- Exercise prompt
Pick out every line below that contains the string "rack", and copy each one in full.

+-------+

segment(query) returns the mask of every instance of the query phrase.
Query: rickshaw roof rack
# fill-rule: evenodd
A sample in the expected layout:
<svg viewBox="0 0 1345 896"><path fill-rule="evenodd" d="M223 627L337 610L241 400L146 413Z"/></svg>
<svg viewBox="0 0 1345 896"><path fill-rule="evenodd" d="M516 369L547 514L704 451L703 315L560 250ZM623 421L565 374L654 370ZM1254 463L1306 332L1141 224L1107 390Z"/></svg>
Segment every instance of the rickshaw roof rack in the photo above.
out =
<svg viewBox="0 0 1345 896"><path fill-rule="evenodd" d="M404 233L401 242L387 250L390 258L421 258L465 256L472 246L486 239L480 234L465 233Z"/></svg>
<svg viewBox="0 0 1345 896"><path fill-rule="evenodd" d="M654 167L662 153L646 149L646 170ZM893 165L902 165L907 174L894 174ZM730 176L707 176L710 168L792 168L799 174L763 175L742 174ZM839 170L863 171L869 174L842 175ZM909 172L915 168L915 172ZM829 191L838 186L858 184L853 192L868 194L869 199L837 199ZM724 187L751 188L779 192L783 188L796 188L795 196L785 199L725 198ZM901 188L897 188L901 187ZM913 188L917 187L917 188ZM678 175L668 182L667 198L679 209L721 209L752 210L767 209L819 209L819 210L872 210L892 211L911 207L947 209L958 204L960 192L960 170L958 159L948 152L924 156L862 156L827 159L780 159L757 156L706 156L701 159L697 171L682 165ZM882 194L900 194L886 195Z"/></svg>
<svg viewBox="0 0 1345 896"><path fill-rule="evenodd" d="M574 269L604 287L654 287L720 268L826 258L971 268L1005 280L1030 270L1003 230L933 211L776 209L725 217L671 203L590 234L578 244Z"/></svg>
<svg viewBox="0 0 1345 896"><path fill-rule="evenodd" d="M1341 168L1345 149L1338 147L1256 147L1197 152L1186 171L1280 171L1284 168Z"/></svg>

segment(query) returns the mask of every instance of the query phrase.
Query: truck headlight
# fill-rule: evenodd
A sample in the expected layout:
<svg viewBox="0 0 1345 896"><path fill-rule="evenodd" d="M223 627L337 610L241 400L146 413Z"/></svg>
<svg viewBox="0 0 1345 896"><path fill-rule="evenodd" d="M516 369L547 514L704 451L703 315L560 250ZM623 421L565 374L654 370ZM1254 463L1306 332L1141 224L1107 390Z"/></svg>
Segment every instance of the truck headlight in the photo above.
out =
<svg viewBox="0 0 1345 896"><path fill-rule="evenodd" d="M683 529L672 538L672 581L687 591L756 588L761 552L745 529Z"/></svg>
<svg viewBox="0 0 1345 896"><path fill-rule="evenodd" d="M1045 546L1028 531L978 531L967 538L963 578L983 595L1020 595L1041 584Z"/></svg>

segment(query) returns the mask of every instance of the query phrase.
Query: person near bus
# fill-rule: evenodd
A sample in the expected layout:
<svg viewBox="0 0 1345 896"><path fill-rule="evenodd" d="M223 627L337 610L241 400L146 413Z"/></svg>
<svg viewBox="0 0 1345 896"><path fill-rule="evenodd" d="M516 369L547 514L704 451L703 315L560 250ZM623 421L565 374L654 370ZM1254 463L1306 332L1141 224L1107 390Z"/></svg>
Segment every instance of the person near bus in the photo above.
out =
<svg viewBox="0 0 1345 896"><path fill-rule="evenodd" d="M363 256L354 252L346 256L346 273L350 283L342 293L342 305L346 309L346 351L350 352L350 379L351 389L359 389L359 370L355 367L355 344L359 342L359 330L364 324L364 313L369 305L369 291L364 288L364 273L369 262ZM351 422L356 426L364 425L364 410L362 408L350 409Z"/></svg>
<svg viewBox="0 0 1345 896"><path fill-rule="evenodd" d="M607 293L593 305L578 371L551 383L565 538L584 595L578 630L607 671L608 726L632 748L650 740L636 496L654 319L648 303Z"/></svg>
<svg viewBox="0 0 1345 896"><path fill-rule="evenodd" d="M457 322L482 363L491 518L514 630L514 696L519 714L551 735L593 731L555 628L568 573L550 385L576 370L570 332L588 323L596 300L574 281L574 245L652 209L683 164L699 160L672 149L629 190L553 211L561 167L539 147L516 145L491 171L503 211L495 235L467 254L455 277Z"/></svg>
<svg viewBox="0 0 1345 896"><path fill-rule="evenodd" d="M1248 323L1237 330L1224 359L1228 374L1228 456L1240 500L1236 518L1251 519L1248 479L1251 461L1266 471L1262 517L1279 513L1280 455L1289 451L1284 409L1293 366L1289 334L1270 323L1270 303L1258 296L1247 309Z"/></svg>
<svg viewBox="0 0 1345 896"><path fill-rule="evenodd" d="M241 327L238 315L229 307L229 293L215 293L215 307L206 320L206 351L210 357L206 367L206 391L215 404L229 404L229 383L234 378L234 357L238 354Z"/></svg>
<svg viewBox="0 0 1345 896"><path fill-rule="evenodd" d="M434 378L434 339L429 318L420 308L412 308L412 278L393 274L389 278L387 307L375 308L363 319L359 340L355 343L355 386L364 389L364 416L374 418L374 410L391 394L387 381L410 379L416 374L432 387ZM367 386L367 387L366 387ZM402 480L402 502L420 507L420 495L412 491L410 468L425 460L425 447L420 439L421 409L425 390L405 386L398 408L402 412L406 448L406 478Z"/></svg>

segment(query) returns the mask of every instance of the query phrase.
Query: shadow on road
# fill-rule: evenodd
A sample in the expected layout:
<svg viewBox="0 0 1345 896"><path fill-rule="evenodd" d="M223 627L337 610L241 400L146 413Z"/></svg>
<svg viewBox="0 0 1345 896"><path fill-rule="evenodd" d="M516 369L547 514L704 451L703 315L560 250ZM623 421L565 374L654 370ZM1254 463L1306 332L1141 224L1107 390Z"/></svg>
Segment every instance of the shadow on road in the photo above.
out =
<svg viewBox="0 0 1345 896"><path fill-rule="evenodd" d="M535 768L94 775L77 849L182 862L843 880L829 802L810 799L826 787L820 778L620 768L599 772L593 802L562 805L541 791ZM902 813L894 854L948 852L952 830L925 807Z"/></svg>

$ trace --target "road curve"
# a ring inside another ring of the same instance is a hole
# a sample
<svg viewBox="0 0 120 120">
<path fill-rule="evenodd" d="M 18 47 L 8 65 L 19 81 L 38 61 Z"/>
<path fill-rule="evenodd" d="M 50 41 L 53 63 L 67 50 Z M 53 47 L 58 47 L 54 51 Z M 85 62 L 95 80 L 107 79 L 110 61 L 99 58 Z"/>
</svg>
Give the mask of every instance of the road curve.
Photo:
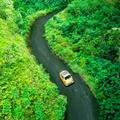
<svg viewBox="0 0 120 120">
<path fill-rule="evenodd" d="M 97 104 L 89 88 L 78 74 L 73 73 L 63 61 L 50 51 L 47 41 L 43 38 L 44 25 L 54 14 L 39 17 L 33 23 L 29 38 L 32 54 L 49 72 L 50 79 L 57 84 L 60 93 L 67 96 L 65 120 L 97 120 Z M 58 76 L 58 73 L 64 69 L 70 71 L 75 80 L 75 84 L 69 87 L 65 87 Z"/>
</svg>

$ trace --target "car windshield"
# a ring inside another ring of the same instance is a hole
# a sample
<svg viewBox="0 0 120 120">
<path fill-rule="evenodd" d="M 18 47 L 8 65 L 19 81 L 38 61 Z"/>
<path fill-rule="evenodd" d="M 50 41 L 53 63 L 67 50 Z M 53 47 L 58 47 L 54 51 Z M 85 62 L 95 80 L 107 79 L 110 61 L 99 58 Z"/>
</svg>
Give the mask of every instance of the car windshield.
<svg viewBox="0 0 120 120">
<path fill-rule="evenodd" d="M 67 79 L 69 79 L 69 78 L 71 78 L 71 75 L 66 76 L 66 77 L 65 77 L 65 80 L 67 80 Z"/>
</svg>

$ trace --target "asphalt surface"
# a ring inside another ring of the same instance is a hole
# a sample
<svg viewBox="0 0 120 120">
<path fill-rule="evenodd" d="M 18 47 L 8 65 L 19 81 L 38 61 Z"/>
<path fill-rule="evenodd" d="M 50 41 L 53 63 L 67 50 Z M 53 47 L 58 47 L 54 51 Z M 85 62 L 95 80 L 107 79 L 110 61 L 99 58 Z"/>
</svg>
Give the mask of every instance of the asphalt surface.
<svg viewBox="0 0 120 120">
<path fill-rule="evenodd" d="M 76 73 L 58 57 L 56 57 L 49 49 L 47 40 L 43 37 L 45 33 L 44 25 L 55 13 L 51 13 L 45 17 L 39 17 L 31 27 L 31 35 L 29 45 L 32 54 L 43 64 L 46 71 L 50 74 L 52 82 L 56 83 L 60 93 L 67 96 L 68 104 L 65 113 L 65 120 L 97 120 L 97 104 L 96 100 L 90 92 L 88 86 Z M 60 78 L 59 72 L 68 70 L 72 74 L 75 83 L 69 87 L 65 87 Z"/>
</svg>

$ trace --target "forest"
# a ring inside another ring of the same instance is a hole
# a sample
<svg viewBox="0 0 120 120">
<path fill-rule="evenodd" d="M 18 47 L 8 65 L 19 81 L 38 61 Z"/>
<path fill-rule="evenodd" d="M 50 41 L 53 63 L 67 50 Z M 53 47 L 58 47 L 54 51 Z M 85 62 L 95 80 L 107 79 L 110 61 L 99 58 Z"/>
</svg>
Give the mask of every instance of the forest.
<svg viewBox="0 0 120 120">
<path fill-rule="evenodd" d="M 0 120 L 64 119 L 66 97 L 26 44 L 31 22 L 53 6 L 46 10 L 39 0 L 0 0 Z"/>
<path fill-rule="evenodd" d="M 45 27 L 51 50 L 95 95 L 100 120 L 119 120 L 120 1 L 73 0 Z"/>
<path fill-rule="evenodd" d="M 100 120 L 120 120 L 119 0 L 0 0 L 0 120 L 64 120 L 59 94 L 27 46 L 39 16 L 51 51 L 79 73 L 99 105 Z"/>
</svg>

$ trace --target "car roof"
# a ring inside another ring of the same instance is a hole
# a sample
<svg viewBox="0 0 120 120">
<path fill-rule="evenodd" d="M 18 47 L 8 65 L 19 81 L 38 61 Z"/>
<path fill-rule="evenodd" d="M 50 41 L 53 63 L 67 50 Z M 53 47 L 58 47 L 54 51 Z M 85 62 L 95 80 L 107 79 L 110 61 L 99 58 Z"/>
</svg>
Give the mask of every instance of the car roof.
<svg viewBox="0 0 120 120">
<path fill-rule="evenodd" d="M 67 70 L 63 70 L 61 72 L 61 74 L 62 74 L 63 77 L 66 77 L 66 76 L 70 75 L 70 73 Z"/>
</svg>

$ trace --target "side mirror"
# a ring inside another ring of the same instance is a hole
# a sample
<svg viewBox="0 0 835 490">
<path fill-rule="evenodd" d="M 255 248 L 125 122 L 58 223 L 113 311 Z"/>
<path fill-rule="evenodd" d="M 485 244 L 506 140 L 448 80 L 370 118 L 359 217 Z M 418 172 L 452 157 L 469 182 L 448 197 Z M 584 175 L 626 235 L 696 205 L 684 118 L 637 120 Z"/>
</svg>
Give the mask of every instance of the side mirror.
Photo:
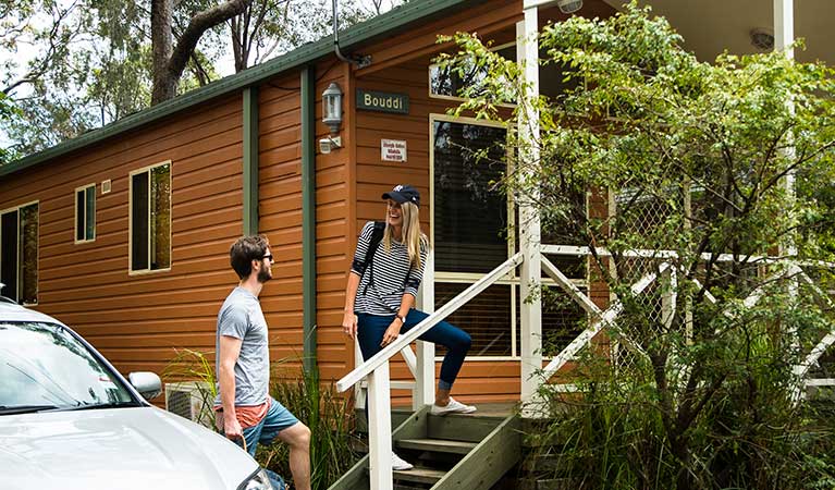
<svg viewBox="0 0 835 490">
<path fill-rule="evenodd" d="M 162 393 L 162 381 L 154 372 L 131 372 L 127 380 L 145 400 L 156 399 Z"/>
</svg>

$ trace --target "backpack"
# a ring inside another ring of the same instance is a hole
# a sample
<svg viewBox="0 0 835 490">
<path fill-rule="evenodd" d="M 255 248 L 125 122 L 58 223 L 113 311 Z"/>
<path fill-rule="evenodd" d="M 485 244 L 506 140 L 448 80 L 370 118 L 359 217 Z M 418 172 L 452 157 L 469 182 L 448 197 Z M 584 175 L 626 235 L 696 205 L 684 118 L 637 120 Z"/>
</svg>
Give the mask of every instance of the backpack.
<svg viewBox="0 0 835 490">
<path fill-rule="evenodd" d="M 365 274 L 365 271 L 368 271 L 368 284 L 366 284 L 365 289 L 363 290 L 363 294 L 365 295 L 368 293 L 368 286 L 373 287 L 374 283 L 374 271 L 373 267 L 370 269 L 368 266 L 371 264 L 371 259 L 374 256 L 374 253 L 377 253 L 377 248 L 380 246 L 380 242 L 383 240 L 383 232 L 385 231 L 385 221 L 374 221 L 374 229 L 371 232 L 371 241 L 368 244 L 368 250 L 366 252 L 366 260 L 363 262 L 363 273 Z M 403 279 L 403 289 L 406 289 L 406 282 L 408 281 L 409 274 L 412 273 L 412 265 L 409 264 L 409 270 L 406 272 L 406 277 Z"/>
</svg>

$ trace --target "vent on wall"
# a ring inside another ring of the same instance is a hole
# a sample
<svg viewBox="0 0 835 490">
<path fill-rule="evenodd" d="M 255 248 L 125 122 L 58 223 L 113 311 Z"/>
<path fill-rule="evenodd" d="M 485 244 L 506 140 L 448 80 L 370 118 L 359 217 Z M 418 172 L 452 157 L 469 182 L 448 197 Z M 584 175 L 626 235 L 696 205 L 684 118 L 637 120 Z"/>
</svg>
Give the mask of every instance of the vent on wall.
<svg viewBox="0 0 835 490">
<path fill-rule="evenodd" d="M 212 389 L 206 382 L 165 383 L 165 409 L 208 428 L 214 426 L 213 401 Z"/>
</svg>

+-------+

- In response
Query: rickshaw roof rack
Segment every instance of the rickshaw roof rack in the photo above.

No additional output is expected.